§ Page text:
This silence is not incidental. It is structural. Many of the loudest feminist platforms in the West receive funding, institutional support, or political protection from actors who have a stake in maintaining uncritical support for Israel. Feminism, in these spaces, is permitted only insofar as it does not challenge certain geopolitical arrangements. When it threatens to become inconvenient, it is quietly shelved. What we are witnessing is not feminism. It is propaganda, specifically, propaganda that borrows the moral authority of feminism to serve political ends. Propaganda does not apply principles consistently; it applies them selectively, amplifying narratives that serve the propagandist’s goals and suppressing those that do not. Genuine feminism applied consistently would require activists to speak with equal urgency about an Iranian woman dying over a headscarf and a Palestinian mother dying under an airstrike. The fact that the former generates protests and the latter generates silence tells us everything about which cause is genuinely feminist and which is geopolitically motivated performance. This selective activism causes serious harm. It undermines the credibility of feminist movements globally. It tells Muslim women, Arab women, and women of the Global South that their bodies and suffering are only valued when they can be instrumentalized against governments that Western powers oppose. It tells Palestinian women, specifically, that their lives are not considered properly human by the very movements that claim to champion humanity. And it perpetuates a racist double standard in which the violence of certain states is treated as uniquely condemnable, while the violence of allied states is treated as regrettable, complicated, or simply unworthy of mention.

§ Data shown:
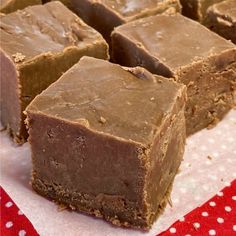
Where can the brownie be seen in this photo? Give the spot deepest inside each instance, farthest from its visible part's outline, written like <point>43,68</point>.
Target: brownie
<point>196,9</point>
<point>38,44</point>
<point>221,18</point>
<point>8,6</point>
<point>104,15</point>
<point>108,141</point>
<point>175,46</point>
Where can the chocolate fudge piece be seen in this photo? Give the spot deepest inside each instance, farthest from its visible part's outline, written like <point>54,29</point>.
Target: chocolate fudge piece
<point>65,2</point>
<point>108,141</point>
<point>38,44</point>
<point>175,46</point>
<point>8,6</point>
<point>196,9</point>
<point>221,18</point>
<point>104,15</point>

§ Activity: How would you put this sentence from the essay on feminism and selective activism into Spanish: "Propaganda does not apply principles consistently; it applies them selectively, amplifying narratives that serve the propagandist’s goals and suppressing those that do not." These rows were taken from a different source than the essay.

§ Solution for this task: La propaganda no aplica los principios de manera coherente; los aplica de forma selectiva, amplificando las narrativas que sirven a los objetivos del propagandista y suprimiendo las que no lo hacen.